Activity A: Check each statement against the disk audit text below and answer yes or no, quoting the words of the text that decide it: (i) the recentness threshold defaults to 30 days; (ii) Phase 3 archival was built as a gated script; (iii) /md-audit is limited to docs/.
Activity B: Reproduce the disk audit text starting with "- Top N orphans" and going on through "cluster (batch-review hint).", putting "Top 10" in place of "Top N" wherever it occurs.

Supplied passage Start Marker

Companion skills (don't conflate)
/md-audit — existence staleness for .md files in docs/. Narrower scope (docs/ only); deeper check (git mtime + active-referrer window).
/tech-debt-audit — function-level dead-code scan for engine + scripts. Function reachability, not file reachability.
/disk-audit (this) — file-level cross-cutting filesystem audit. Catches what the other two don't see.
Output anatomy
output/disk_audit_<DATE>.md sections:
- Summary — per-bucket counts + total size + meaning column.
- Top N orphans by size — recovery candidates with size, age, path, reason.
- Top N review candidates — git-tracked but unreferenced (LLM-batch tier).
- Top N reference-only — stale referenced files (legitimate stable docs usually).
- Top N directories by orphan size — where orphans cluster (batch-review hint).
- Regenerable footprint — per-cycle output/ size signal.
Tuning
- Ignorelist lives in
scripts/diskInventory.js as IGNORE_BASENAMES (basename match anywhere) + IGNORE_PREFIXES (path-anchored). Add new entries when a new vendor cache surfaces — first run after a bun add or new plugin install will reveal gaps.
- REGEN_PATTERNS / CANON_PATTERNS in
scripts/diskClassify.js — extend when new per-cycle artifact patterns or canonical-frozen folders appear.
- CORPUS_EXCLUDE_PATTERNS in
scripts/diskRefScan.js — extends with any new AI-output transcripts that recapitulate filenames without authoritatively referencing them.
- Recentness threshold (default 30 days) —
RECENT_DAYS in diskClassify.js. Tighten if more than ~50% of refCount > 0 entries land in load-bearing.
Plan + acceptance
Plan file: docs/plans/2026-05-05-disk-inventory-and-dead-file-detection.md (drafted S202, executed S203).
Phase 2.3 batch-API submission for the review tier intentionally not built — first runs will reveal whether the mechanical classifier handles enough of the load. If batch is needed later, the review bucket entries are pre-shaped for mcp__claude-batch__send_to_batch consumption.
Phase 3.1 (this triage report) is the read-only deliverable. Phase 3 archival (gated scripts/archiveStaleFiles.js) intentionally not built — destructive action stays out of the autonomous loop. Use the companion /disk-rotate skill for per-target retention + cleanup with verification gates.
Tracking
After every run, append a row to [[../../docs/AUDITS]] Run history table:
- Date, skill (
/disk-audit), findings (1-line summary from the report), action taken (report only), artifact path (output/disk_audit_<DATE>.md).

Supplied passage End Marker
Data extract Start Marker

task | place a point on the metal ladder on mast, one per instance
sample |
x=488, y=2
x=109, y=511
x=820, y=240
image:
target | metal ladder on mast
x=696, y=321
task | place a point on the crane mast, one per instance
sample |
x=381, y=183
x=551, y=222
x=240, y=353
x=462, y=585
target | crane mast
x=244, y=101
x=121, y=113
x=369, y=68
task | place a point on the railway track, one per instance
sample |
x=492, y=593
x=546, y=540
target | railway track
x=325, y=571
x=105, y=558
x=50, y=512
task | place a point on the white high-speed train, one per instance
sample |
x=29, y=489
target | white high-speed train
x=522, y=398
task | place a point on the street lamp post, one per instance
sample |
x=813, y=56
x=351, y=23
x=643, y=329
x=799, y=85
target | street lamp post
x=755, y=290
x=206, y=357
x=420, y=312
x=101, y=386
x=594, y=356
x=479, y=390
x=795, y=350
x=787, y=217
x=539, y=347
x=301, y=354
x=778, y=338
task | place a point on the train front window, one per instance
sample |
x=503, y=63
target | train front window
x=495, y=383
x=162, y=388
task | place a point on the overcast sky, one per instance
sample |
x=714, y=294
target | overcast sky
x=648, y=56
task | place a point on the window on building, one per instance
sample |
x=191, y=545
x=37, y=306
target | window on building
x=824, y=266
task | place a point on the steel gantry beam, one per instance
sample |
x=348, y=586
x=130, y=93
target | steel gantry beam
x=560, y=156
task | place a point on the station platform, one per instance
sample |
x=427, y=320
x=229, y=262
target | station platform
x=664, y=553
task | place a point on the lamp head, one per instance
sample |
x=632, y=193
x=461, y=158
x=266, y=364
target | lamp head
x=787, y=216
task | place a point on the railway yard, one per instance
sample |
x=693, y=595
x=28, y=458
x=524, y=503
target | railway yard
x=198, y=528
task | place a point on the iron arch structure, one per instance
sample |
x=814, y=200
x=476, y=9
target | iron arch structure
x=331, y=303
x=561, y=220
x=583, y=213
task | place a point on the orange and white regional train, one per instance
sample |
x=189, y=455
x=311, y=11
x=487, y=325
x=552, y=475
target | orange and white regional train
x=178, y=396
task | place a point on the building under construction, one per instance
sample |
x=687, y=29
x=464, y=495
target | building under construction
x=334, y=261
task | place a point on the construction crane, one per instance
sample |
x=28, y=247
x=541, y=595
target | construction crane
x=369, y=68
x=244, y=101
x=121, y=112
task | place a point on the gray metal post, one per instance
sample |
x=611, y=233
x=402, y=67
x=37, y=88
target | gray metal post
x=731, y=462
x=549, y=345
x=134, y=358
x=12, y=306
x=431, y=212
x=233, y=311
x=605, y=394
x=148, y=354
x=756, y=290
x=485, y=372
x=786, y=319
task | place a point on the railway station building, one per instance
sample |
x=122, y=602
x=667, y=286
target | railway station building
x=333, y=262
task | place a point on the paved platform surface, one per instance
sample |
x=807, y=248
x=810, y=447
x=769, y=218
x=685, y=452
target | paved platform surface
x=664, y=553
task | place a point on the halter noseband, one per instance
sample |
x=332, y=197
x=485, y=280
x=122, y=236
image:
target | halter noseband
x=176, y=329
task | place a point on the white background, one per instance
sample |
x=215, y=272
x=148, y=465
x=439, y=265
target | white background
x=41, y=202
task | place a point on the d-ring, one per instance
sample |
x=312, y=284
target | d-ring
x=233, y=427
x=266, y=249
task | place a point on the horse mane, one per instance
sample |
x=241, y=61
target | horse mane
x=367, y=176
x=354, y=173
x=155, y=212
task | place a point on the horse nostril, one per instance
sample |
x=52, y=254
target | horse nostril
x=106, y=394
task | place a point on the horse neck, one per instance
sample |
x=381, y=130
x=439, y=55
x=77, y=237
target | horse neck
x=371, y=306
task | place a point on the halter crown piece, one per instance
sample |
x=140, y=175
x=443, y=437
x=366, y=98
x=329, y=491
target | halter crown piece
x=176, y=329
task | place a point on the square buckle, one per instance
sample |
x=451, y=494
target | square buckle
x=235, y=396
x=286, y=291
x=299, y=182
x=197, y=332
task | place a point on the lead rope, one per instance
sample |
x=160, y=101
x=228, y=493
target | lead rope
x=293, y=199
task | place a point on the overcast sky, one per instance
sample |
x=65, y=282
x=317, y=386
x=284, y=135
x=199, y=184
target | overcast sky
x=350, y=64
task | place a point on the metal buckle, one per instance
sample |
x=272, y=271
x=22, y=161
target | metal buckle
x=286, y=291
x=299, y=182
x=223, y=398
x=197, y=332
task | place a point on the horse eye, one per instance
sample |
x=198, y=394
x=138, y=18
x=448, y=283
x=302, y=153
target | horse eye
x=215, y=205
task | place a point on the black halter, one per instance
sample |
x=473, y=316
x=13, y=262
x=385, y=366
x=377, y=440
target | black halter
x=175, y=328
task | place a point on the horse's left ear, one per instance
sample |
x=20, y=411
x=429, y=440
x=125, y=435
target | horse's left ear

Data extract End Marker

Task result A:
(i) Yes: "Recentness threshold (default 30 days)"
(ii) No: "Phase 3 archival (gated scripts/archiveStaleFiles.js) intentionally not built"
(iii) Yes: "Narrower scope (docs/ only)"

Task result B:
- Top 10 orphans by size — recovery candidates with size, age, path, reason.
- Top 10 review candidates — git-tracked but unreferenced (LLM-batch tier).
- Top 10 reference-only — stale referenced files (legitimate stable docs usually).
- Top 10 directories by orphan size — where orphans cluster (batch-review hint).